§ SHORT PROBLEM
Copy the entries below word for word, starting at the line that contains "locate the goalie helmet" and ending with the last line of the entries.

§ DATA SUPPLIED

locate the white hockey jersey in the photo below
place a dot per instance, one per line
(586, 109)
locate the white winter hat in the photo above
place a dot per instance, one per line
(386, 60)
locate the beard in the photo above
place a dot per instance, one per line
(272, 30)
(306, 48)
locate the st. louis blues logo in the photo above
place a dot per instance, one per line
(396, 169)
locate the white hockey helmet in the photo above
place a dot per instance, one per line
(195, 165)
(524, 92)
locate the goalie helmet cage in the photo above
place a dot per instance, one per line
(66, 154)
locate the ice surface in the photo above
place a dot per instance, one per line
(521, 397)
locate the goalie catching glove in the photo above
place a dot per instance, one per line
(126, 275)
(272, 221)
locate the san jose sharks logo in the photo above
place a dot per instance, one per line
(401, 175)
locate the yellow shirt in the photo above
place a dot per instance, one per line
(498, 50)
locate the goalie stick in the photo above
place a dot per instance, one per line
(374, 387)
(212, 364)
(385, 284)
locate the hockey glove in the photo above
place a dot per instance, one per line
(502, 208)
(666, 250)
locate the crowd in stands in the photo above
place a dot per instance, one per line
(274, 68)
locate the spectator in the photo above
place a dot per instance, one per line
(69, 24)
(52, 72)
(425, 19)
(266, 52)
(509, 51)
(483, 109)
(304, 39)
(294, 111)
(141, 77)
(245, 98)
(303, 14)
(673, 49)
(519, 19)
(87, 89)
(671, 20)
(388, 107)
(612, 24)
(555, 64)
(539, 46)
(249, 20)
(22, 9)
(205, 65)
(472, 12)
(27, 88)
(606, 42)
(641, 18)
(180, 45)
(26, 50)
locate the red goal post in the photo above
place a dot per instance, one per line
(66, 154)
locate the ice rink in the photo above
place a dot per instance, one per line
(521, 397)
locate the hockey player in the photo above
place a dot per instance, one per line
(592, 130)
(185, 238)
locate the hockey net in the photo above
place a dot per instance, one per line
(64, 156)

§ COMPLETE ANSWER
locate the goalie helmet cage in the photo above
place a dot per instance, one per line
(66, 154)
locate the ice surface in the photo above
place a dot per instance, one per line
(521, 397)
locate the goalie catching glove in the photo above
place a dot per instance, one per line
(126, 275)
(272, 221)
locate the san jose sharks logo in the photo above
place a dot per instance, one per line
(401, 175)
locate the yellow shirt in the photo above
place a dot per instance, one per line
(498, 50)
locate the goalie stick in the photo above
place a dot per instance, one per line
(374, 387)
(212, 364)
(385, 284)
locate the hockey glove in the photo above
place a dot per instance, one per line
(502, 208)
(666, 250)
locate the crowd in stands in the photo above
place a dot per instance, one per line
(274, 68)
locate the spectator in the photo above
place a dot per instance, one per line
(69, 24)
(52, 72)
(425, 19)
(266, 52)
(509, 51)
(483, 109)
(304, 39)
(294, 111)
(141, 77)
(245, 98)
(303, 14)
(673, 49)
(519, 19)
(87, 89)
(671, 20)
(388, 107)
(612, 24)
(555, 64)
(539, 46)
(249, 20)
(22, 9)
(205, 65)
(472, 12)
(27, 88)
(606, 42)
(641, 18)
(180, 45)
(26, 50)
locate the red goal post in the photo above
place a dot per instance, one per line
(66, 154)
locate the ice rink in the photo above
place a dot per instance, one per line
(521, 397)
locate the hockey player in the photo above
place a dot per instance, one per line
(592, 130)
(185, 238)
locate the hockey net in the photo above
place a dot per instance, one per line
(64, 156)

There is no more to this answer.